**EXERCISE DESCRIPTION**
Repeat exactly each line of the material, starting from the line that contains "Target: grassy field" and finishing with the final line.

RECORD SET below:

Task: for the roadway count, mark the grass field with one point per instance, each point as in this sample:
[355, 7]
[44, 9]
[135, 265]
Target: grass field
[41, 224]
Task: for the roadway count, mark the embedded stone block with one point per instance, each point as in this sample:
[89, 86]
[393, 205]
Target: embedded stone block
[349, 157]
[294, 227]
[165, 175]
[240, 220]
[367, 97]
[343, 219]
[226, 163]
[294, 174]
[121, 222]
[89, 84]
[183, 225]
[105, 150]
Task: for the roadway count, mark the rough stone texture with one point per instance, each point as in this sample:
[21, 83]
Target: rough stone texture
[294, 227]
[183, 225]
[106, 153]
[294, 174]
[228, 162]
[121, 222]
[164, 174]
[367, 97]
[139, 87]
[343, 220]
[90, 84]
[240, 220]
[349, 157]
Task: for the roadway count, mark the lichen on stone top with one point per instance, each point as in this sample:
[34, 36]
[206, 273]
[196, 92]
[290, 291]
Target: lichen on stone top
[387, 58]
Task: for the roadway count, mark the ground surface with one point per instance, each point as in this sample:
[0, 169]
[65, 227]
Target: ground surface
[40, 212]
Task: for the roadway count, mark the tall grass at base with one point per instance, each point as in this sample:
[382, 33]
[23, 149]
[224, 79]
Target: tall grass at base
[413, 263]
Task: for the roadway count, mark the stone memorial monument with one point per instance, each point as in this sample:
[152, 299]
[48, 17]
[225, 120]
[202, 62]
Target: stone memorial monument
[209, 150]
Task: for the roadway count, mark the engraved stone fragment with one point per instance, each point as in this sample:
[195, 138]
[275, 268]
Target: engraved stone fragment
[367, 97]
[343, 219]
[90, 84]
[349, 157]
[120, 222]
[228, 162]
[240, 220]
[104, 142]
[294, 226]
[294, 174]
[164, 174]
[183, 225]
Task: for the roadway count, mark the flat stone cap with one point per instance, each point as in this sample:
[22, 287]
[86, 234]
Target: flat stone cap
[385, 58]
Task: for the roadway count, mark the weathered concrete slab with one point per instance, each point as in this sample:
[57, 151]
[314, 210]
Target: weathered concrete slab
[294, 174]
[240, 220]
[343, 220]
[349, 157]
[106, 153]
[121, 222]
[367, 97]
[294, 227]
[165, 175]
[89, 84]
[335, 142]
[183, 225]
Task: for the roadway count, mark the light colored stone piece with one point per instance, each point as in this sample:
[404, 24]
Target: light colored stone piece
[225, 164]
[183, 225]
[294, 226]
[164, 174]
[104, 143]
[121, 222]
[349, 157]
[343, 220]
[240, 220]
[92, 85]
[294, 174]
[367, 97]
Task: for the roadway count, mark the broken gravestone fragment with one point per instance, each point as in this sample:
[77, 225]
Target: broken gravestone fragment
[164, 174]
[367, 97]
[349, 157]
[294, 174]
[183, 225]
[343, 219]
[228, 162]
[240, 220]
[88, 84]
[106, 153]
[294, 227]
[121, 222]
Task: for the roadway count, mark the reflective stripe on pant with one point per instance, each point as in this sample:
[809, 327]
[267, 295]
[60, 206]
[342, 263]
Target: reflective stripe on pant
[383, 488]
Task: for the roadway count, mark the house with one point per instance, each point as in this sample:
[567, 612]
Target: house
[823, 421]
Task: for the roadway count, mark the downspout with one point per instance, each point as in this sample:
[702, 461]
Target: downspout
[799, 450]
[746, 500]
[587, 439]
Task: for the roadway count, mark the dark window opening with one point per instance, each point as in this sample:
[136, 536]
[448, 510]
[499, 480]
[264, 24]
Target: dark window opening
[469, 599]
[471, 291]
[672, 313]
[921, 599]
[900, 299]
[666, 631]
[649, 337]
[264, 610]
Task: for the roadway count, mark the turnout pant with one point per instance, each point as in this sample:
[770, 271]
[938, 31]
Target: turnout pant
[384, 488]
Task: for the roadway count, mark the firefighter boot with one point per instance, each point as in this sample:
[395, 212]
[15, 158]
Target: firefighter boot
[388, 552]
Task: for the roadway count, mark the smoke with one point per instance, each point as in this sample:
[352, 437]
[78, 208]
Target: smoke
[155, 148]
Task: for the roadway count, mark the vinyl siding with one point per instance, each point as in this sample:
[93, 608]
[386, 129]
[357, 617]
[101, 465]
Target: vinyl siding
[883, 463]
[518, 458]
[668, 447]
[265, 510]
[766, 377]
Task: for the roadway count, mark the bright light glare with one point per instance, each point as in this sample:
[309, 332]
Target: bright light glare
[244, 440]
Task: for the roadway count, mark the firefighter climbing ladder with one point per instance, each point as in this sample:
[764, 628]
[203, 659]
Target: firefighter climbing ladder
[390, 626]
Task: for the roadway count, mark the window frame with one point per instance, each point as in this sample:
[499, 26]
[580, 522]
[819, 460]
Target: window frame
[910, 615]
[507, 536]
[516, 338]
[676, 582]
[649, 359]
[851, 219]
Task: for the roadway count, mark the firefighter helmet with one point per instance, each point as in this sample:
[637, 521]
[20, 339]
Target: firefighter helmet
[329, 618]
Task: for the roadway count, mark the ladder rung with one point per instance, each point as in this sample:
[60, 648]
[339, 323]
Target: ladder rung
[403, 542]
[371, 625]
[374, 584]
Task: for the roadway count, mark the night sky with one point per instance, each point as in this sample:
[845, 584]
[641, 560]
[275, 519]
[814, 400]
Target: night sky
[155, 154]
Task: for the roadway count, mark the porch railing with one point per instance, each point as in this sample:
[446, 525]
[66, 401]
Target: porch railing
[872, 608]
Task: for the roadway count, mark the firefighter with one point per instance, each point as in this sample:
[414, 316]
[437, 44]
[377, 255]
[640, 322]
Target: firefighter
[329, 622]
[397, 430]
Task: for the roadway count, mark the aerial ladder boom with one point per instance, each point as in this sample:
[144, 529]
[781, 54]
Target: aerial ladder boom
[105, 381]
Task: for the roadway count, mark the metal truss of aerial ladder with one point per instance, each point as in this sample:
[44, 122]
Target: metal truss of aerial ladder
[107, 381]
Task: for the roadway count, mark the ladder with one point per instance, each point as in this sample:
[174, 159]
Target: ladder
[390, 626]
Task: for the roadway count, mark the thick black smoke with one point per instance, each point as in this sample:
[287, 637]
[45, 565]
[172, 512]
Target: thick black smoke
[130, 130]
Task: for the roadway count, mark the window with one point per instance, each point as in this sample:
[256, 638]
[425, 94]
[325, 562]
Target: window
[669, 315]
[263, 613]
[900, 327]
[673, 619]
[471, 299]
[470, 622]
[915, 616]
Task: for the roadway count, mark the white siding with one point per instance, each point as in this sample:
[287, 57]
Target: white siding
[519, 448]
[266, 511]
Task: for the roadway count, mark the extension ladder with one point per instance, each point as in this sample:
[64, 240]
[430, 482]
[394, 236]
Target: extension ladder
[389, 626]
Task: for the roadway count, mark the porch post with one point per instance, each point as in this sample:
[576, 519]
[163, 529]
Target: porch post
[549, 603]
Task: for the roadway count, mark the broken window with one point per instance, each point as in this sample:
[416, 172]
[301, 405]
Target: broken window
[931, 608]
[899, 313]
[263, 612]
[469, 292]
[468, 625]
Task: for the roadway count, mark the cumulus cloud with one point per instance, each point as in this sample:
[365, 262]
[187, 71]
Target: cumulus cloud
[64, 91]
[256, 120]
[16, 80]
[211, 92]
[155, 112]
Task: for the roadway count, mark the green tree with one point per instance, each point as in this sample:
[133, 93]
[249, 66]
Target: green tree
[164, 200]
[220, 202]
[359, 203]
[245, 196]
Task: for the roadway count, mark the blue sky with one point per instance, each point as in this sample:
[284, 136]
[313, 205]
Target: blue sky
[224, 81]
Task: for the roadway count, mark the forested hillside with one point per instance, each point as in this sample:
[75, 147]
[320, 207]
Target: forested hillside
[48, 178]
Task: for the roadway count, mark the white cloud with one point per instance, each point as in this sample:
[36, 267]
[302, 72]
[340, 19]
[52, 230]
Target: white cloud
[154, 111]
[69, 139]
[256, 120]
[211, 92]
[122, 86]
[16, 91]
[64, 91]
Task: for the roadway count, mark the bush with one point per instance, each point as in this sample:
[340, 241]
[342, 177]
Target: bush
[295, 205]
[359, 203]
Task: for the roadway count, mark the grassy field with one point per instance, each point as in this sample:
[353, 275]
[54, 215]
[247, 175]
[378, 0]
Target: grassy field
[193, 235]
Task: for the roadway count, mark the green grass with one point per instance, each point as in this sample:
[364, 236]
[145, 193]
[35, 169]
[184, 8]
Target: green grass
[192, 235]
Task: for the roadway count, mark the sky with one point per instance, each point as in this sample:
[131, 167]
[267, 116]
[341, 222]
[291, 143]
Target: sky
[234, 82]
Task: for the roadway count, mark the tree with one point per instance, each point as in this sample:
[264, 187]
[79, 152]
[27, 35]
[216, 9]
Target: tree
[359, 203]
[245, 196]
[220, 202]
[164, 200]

End of RECORD SET.

**RESULT**
Target: grassy field
[193, 235]
Task: for the roadway count, mark the green grass with one point per instance, each point as in this sample:
[364, 236]
[145, 193]
[35, 169]
[184, 8]
Target: green grass
[192, 235]
Task: for the roadway count, mark the sky with one point per instance, each point as in this sample:
[131, 167]
[267, 116]
[341, 222]
[291, 143]
Target: sky
[234, 82]
Task: for the roadway count, mark the tree with one point per instance, each point as in this sample:
[264, 187]
[79, 152]
[27, 35]
[216, 9]
Target: tree
[359, 203]
[245, 196]
[220, 202]
[164, 200]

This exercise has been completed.